Task statement ▸ With the string "tomato" as the filter, copy each matching line from the records.

════════════════════

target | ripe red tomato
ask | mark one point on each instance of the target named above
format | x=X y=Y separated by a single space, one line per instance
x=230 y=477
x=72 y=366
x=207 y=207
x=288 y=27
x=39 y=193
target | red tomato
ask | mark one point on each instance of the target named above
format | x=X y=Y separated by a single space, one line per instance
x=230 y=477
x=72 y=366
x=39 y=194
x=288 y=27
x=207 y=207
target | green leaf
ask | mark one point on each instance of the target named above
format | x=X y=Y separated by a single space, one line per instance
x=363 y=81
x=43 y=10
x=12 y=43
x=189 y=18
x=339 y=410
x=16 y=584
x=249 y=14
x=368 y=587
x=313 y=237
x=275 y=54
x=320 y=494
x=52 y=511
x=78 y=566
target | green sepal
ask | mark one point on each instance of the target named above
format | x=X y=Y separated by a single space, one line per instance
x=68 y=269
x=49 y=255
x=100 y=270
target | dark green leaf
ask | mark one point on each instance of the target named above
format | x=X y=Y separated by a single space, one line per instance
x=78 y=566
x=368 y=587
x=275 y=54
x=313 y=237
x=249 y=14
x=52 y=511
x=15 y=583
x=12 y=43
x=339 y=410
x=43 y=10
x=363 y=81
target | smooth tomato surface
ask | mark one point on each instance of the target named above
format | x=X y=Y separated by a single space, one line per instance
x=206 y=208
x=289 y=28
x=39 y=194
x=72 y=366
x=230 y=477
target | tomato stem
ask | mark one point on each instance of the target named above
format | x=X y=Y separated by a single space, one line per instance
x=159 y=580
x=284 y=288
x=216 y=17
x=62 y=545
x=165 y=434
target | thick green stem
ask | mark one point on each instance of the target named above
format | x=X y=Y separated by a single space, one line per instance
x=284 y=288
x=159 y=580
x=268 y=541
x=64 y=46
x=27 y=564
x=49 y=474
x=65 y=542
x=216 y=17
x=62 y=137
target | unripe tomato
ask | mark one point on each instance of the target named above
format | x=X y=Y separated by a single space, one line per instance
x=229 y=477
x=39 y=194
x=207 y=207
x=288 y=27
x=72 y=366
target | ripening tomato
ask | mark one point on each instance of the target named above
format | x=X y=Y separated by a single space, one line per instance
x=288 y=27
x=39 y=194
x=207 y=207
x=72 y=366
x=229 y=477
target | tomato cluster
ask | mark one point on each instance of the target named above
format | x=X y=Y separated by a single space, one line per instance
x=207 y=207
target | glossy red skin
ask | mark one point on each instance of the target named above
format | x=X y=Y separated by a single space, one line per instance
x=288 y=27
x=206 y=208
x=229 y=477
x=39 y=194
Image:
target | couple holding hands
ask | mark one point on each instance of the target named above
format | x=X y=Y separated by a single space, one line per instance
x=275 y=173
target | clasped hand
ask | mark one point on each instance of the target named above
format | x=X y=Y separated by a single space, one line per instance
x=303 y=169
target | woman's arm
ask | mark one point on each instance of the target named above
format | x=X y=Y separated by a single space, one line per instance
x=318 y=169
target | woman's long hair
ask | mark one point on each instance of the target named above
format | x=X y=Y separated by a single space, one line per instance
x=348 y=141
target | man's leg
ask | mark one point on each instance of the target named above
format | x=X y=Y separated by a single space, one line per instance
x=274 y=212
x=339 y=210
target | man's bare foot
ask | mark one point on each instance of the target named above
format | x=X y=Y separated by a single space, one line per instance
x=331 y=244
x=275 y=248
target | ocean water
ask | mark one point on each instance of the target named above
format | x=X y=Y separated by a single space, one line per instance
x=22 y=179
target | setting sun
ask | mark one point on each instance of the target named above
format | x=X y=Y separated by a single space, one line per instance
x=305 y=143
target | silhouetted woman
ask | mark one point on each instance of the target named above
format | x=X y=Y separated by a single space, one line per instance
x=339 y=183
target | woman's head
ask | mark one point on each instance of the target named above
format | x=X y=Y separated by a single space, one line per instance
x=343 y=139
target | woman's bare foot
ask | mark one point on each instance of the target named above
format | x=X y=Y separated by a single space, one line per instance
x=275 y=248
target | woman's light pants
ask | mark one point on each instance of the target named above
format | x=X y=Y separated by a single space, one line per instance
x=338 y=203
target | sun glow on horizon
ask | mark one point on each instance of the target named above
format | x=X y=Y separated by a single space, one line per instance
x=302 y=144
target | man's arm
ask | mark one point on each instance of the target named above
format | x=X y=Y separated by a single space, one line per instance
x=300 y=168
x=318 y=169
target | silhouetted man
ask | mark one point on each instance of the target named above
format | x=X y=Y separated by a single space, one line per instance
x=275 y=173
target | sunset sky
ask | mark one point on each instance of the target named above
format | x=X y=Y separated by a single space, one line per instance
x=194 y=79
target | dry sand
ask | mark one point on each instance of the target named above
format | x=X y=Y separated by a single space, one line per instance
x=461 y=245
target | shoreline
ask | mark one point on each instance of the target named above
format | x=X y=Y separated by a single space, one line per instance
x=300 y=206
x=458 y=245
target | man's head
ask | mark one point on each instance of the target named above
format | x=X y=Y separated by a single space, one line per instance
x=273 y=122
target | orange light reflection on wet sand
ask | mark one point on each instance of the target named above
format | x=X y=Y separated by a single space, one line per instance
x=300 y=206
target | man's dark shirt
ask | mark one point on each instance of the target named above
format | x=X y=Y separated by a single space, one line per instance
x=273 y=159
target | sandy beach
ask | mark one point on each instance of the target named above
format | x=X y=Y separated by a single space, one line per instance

════════════════════

Finished task ▸
target | ripe red tomato
target | red tomato
target | smooth tomato surface
target | tomato stem
target | unripe tomato
target | ripening tomato
target | tomato cluster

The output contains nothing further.